### Work to be completed
Write out exactly the lines running from the one that contains "of the young" through the end of the material.

### Raw data
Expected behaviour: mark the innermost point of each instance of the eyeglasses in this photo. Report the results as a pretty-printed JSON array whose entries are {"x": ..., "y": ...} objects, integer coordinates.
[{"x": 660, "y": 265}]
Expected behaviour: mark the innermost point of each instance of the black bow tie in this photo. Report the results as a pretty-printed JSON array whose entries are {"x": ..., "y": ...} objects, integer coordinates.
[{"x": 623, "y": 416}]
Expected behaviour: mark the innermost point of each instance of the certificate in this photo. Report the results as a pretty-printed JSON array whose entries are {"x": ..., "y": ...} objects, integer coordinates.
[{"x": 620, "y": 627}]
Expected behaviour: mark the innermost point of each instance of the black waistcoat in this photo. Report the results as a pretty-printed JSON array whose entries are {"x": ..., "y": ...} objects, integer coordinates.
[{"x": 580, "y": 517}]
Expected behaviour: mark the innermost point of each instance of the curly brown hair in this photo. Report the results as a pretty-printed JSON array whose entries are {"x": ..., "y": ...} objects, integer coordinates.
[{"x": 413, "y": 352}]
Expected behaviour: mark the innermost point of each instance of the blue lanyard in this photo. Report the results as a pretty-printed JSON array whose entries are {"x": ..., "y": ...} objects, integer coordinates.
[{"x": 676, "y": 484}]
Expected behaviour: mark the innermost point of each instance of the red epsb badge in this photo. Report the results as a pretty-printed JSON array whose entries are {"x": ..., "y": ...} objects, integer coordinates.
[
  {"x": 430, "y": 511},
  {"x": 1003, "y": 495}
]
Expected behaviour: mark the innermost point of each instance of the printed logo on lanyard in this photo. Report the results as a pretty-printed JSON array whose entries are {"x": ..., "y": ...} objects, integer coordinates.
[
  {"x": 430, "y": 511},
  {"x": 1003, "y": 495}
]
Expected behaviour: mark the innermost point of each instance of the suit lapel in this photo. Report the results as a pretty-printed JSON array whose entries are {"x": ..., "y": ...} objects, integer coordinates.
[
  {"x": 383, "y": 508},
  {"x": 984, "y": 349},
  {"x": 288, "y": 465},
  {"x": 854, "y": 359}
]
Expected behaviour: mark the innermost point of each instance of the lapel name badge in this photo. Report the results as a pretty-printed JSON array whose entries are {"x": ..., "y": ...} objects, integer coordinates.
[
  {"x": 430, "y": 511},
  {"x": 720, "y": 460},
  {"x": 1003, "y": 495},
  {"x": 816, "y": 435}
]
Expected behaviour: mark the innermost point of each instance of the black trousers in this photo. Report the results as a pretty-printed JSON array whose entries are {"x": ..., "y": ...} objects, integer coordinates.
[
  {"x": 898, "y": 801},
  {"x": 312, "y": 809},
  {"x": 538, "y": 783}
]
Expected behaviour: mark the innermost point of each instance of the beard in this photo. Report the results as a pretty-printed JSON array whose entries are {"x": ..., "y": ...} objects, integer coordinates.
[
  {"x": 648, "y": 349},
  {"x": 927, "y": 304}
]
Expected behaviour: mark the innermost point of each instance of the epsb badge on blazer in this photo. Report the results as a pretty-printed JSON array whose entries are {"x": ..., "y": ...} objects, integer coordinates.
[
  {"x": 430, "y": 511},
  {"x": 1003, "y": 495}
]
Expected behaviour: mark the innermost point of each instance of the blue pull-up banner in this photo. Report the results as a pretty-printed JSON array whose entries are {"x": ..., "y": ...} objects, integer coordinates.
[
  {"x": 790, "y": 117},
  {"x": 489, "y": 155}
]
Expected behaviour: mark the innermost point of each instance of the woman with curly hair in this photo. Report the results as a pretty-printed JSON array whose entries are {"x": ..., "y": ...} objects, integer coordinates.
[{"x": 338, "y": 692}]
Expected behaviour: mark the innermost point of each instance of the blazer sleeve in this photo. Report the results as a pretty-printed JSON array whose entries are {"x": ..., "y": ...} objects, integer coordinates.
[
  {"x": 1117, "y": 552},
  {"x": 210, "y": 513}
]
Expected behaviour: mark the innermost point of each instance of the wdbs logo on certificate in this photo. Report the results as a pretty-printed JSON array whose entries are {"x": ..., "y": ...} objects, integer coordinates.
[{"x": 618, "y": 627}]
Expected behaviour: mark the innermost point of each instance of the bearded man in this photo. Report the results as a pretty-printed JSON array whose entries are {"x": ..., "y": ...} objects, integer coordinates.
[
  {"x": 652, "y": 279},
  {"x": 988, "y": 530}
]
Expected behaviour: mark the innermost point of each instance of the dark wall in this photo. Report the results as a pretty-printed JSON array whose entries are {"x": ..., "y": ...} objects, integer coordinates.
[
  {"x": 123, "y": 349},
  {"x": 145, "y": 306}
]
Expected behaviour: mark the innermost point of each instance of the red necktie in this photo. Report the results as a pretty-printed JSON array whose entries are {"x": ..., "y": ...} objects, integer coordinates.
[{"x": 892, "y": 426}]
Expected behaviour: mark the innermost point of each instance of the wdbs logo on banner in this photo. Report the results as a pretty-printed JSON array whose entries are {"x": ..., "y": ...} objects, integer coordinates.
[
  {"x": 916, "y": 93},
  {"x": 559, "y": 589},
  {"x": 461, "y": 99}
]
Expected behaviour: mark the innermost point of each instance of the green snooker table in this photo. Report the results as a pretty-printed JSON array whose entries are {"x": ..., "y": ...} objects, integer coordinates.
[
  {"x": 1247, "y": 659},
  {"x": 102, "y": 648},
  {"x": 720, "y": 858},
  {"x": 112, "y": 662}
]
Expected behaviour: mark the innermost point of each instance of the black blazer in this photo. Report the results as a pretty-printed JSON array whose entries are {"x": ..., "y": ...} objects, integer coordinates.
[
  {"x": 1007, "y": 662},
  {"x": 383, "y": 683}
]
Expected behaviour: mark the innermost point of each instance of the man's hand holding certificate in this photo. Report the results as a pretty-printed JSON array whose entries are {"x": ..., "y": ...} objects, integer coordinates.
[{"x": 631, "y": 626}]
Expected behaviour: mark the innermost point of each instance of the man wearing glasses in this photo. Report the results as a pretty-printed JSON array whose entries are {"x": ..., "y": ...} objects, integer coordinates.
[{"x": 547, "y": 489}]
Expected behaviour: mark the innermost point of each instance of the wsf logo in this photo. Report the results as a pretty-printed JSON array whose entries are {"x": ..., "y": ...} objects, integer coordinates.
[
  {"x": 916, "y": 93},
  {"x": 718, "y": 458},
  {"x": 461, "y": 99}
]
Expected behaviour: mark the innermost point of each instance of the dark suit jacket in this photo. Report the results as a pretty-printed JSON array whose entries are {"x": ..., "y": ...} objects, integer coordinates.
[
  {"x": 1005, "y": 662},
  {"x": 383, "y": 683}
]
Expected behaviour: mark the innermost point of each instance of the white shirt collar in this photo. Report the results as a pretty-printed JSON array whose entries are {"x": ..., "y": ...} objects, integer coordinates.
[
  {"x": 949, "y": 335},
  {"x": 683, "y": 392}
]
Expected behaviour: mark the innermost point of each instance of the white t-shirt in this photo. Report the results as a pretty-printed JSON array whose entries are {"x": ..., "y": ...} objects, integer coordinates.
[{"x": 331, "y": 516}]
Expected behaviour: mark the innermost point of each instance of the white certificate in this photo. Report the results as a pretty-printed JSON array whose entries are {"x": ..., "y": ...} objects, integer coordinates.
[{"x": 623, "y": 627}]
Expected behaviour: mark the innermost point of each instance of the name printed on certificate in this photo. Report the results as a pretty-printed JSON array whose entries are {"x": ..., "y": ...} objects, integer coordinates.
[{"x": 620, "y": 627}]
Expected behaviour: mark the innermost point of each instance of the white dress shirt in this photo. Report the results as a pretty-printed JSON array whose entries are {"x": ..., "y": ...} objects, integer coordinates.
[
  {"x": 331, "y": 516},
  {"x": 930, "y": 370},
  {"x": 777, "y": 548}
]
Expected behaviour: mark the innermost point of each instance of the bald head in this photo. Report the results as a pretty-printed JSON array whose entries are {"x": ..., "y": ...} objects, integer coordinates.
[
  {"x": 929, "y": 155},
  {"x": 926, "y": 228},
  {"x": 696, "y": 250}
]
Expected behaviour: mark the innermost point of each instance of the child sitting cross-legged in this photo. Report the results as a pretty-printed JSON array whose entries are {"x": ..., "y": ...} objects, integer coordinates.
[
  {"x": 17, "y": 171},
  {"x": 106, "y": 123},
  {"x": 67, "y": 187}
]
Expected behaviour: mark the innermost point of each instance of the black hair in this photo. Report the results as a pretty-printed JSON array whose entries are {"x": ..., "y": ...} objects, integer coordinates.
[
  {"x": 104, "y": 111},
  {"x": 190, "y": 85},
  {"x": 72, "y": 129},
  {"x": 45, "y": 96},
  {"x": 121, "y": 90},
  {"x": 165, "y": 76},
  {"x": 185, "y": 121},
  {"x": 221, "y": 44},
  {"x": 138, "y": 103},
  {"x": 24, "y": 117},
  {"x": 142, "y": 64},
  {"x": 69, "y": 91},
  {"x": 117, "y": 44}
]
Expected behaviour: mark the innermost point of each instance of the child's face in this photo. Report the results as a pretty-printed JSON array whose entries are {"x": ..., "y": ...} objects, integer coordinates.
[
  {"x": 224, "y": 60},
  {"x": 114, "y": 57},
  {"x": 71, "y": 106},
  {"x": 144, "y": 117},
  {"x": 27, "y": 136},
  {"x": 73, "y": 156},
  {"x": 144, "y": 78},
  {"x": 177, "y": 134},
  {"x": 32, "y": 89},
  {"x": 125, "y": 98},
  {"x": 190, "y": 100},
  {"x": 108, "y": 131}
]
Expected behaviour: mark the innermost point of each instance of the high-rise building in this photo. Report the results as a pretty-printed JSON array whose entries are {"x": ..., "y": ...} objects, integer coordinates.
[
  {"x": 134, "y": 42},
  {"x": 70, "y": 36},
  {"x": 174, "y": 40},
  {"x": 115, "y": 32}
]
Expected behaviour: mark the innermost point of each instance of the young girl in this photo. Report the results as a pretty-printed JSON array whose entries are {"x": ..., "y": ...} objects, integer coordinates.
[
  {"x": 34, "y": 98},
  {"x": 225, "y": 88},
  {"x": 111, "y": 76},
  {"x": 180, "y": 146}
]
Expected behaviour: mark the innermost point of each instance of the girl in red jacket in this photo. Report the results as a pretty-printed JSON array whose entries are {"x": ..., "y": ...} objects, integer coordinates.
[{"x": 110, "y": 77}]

### Answer to this problem
Expected behaviour: mark the innermost point of each instance of the young girl in this photo. Report the results as a pretty-printed JSON array whose entries are {"x": ..., "y": ...} objects, integer coordinates.
[
  {"x": 34, "y": 98},
  {"x": 225, "y": 88},
  {"x": 111, "y": 76},
  {"x": 180, "y": 146}
]
Expected behaviour: mark the innermost point of each instance of the girl in red jacket in this photo. Report the results as a pretty-printed JSON array whose entries are {"x": ..., "y": ...} objects, integer coordinates.
[{"x": 110, "y": 77}]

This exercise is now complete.